[START Input rows]

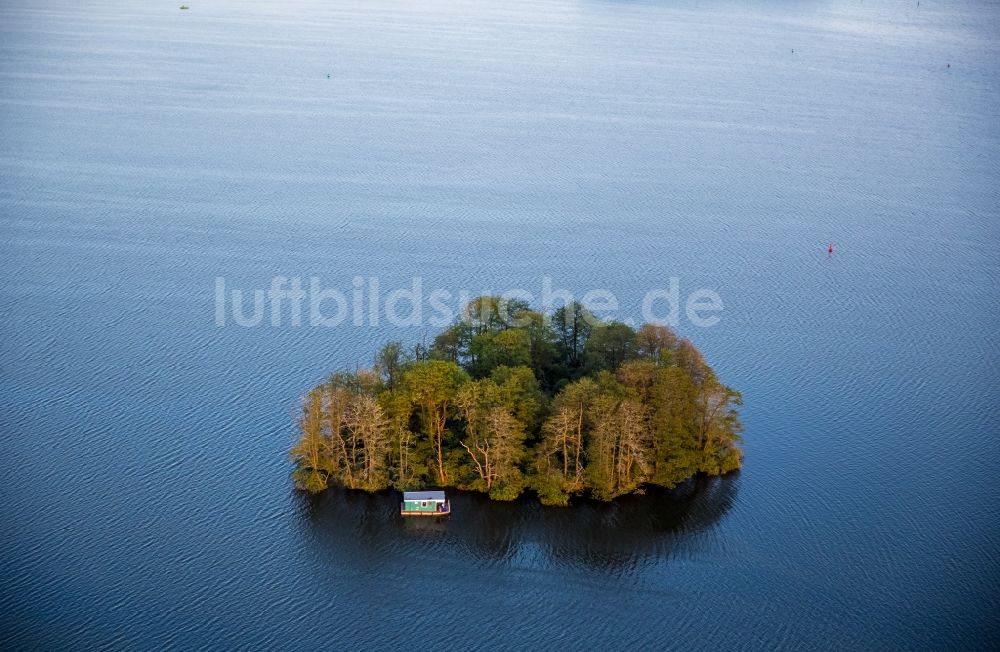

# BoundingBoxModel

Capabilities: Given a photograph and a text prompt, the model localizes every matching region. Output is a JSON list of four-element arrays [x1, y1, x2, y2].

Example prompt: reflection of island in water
[[292, 473, 739, 569]]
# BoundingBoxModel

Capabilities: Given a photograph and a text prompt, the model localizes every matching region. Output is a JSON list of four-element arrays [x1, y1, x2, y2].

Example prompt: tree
[[375, 340, 406, 389], [649, 367, 703, 487], [694, 369, 743, 475], [583, 322, 636, 373], [347, 394, 389, 491], [290, 388, 334, 493], [469, 328, 531, 378], [535, 378, 598, 505], [636, 324, 677, 366], [552, 302, 588, 369], [455, 379, 524, 499], [403, 360, 468, 486]]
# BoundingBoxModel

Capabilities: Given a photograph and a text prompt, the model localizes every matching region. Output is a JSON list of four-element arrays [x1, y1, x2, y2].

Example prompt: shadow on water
[[299, 473, 739, 570]]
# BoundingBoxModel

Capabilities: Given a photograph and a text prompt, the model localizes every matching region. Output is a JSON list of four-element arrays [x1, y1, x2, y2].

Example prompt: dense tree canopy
[[291, 296, 742, 505]]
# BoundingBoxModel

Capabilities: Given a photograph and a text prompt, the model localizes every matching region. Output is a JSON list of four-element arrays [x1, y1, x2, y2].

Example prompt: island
[[291, 296, 743, 505]]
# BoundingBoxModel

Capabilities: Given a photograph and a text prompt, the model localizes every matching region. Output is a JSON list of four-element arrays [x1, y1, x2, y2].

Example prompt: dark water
[[0, 0, 1000, 649]]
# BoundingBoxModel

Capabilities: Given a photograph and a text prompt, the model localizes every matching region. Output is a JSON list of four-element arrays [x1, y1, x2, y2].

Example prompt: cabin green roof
[[403, 491, 444, 500]]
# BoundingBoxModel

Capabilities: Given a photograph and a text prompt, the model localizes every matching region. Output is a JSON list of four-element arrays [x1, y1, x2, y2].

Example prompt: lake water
[[0, 0, 1000, 650]]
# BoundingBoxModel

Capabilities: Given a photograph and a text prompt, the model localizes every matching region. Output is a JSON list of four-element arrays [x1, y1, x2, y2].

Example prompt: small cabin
[[399, 491, 451, 516]]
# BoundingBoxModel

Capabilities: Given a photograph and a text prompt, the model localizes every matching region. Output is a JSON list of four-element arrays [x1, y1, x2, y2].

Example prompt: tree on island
[[291, 296, 742, 505]]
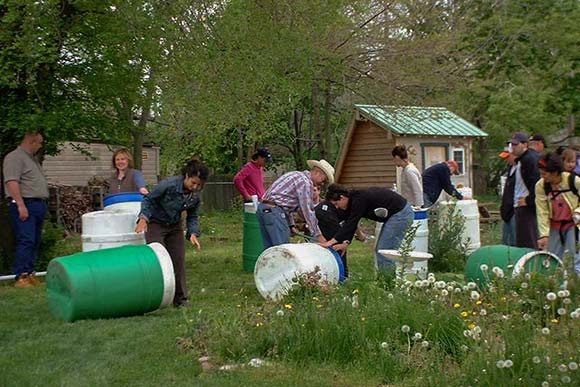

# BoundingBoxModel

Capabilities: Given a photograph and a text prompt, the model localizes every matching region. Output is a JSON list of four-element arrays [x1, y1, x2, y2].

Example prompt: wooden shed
[[42, 142, 159, 186], [335, 105, 487, 188]]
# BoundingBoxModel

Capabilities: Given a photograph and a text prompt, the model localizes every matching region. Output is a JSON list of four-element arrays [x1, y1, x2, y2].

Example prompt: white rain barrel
[[411, 208, 429, 279], [254, 243, 344, 300], [439, 200, 481, 252], [81, 210, 145, 251]]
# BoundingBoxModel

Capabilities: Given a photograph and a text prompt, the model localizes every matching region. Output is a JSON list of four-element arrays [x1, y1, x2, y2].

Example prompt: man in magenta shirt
[[234, 148, 272, 202]]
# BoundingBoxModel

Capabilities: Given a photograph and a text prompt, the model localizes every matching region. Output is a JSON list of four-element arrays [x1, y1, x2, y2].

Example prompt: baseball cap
[[528, 134, 546, 146], [510, 132, 528, 145], [254, 148, 272, 161]]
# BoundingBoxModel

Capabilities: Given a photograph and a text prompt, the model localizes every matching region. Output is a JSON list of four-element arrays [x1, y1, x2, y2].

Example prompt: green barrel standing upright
[[465, 245, 563, 286], [46, 243, 175, 322], [242, 203, 264, 273]]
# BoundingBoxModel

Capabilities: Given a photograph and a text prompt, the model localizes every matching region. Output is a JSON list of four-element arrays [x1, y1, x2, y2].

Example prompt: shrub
[[429, 204, 469, 272]]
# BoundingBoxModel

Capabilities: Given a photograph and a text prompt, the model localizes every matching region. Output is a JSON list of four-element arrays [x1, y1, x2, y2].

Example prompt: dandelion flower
[[546, 292, 557, 301]]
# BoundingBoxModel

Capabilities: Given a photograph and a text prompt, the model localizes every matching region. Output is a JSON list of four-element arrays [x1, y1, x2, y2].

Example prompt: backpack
[[544, 172, 580, 199]]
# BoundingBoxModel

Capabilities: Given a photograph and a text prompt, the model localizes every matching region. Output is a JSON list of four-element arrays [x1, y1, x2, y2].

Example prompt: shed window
[[453, 148, 465, 175]]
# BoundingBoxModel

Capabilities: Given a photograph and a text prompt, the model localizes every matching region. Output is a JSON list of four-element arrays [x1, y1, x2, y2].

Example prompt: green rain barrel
[[465, 245, 563, 285], [46, 243, 175, 321], [242, 203, 264, 273]]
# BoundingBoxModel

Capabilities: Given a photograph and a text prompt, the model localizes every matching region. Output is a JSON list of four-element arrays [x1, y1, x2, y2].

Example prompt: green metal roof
[[354, 105, 487, 137]]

[END Input rows]

### Problem statement
Please copy the records above word for word, from their start through the line containing "[[292, 473, 739, 569]]", including both ends and leaving out the pictures.

### Reply to the exercise
# BoundingBoxModel

Capabilities: Given a photograph and a text prompt, the model localizes every matching region. Output is a JSON list of four-element arrays [x1, y1, x2, y2].

Example prompt: reflection of island in water
[[292, 473, 739, 569]]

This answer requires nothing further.